— BEGIN SELECTION —
We help with fast track immigrations and customs and safety when traveling
international. On my last international flight, I landed and a guy grabbed my
bag and started walking off yelling "fast track" hoping for a tip. If I wasn't
already used to this is would've been alarming. Our mission is not just the
speed of immigrations/customs but comfort and a hassle free experience when
you travel.

------
wayn3
quick review. im arriving in vegas in a couple hours so i thought id check it
out.

after signing up, i'm asked to enter my flight details, which goes reasonably
well until you ask for the record locator number, which is required. I have no
clue what a record locator number is or where to find it, so that's as far as
I got into the booking process. I literally can't continue right now, and at
this point, the potentially helpful intercom is gone.

the price for Vegas would have been §305, which sounds incredibly expensive. I
don't really get why the pricing is different for different airports, other
than the fact that you want to fleece people for as much as possible. At least
feels that way.

In order to fully take advantage of your service, I'd need to book it for both
airports. That puts the price in the $500 range, which effectively doubles the
price of the ticket for economy class flights. For business class flights, we
are still talking about roughly 25% of the ticket, or 125% total.

Thats incredibly expensive and I dont really get the value proposition. If I
travel for fun, I go through customs which takes an hour at the worst and then
I walk out the hall, press a button on my app and an uber picks me up. I dont
see how you can possibly speed that up. Even if you could cut out the whole
customs process entirely, which I doubt is possible (picking up the luggage is
the time intensive part), it would not be worth it.

If I travel for business, whatever I do at the airport amounts to a billable
hour so I dont REALLY care either.
— END SELECTION —
— BEGIN LISTED ENTRIES —
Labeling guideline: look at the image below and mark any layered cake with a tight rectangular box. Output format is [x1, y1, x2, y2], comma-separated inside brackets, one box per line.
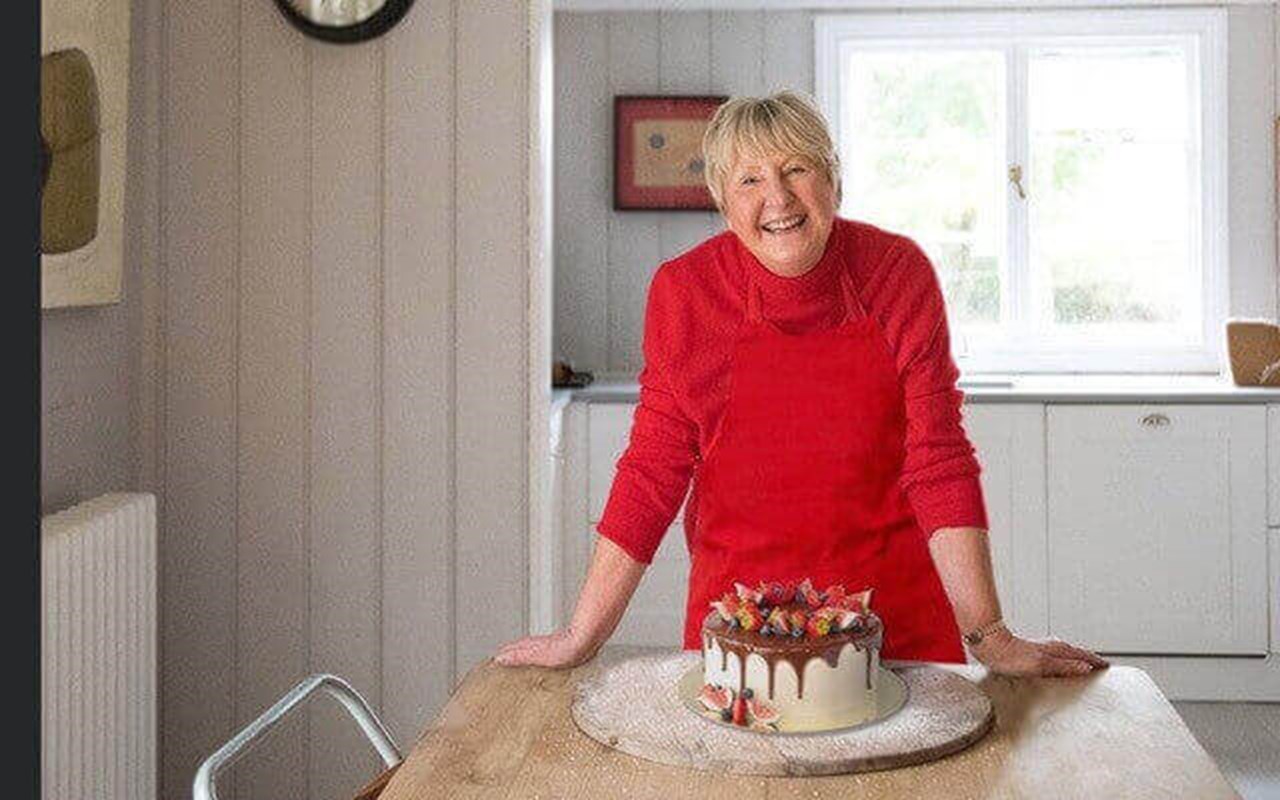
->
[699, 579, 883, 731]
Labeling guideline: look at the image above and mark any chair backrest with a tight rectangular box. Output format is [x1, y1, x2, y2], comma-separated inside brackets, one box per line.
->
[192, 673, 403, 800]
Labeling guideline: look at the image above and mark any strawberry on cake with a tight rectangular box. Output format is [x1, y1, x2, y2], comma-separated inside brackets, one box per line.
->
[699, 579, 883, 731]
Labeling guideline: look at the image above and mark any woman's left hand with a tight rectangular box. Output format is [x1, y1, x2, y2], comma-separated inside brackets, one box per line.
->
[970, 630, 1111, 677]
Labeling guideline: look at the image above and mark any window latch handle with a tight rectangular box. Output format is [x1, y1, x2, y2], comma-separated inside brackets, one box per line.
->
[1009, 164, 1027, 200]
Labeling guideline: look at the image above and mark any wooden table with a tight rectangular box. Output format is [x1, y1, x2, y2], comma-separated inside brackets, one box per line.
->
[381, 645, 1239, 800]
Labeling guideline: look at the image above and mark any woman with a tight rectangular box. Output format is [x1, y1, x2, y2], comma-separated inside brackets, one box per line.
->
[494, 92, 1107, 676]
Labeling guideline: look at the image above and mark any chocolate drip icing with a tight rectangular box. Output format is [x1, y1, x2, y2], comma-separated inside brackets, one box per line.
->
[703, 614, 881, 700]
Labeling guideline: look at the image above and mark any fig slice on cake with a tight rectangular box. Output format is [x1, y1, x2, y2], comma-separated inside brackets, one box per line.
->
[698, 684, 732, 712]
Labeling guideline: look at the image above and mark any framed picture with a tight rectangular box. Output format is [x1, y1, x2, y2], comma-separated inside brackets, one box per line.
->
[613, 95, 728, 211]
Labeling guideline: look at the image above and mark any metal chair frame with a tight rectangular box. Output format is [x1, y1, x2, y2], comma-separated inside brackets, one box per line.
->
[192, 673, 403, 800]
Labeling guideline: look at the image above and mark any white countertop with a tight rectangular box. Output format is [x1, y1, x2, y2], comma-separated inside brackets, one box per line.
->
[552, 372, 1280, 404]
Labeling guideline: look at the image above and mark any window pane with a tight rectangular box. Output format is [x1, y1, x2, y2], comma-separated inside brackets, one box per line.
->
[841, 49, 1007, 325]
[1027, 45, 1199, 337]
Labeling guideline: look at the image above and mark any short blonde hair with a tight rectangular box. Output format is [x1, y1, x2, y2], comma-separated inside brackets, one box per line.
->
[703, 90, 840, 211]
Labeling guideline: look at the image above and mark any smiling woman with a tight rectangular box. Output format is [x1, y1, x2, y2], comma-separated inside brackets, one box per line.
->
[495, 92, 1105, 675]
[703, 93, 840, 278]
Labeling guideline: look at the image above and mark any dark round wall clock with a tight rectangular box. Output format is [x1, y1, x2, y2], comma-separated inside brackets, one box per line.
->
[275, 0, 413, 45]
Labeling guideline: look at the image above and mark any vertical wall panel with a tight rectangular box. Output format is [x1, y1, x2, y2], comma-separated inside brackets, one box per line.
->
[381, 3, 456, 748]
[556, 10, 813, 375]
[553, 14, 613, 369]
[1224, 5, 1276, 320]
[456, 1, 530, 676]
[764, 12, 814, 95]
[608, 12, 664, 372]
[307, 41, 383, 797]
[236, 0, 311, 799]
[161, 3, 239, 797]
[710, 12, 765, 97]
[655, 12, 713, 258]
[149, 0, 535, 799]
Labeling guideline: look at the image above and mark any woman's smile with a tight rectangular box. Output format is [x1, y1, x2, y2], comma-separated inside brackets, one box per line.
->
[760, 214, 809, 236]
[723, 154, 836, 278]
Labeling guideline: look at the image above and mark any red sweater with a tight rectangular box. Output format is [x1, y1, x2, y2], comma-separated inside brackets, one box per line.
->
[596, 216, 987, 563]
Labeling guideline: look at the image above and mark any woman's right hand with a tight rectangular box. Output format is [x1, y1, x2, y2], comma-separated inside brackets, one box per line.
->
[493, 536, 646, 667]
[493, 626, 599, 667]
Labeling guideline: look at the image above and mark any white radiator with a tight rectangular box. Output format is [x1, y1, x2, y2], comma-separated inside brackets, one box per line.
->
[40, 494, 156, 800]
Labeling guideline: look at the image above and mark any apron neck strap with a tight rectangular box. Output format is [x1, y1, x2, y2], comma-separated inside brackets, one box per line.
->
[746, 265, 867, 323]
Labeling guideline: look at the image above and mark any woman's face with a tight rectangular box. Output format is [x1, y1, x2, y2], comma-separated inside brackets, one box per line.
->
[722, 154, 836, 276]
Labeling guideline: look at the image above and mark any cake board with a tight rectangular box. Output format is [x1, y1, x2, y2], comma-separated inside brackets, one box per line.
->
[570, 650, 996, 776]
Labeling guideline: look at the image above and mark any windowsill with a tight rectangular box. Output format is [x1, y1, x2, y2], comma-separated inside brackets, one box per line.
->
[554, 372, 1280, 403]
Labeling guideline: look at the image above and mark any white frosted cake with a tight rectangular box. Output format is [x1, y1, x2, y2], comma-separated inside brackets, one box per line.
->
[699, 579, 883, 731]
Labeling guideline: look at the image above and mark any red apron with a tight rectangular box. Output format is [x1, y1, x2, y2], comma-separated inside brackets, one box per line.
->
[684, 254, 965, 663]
— END LISTED ENTRIES —
■ SHORT PROBLEM ■
Update the forum thread about the fast-track airport service by rewriting everything from "Thats incredibly expensive" down to "be worth it.", replacing "luggage" with "baggage". The records come from a different source than the text.

■ SOLUTION TO THIS EXERCISE ■
Thats incredibly expensive and I dont really get the value proposition. If I
travel for fun, I go through customs which takes an hour at the worst and then
I walk out the hall, press a button on my app and an uber picks me up. I dont
see how you can possibly speed that up. Even if you could cut out the whole
customs process entirely, which I doubt is possible (picking up the baggage is
the time intensive part), it would not be worth it.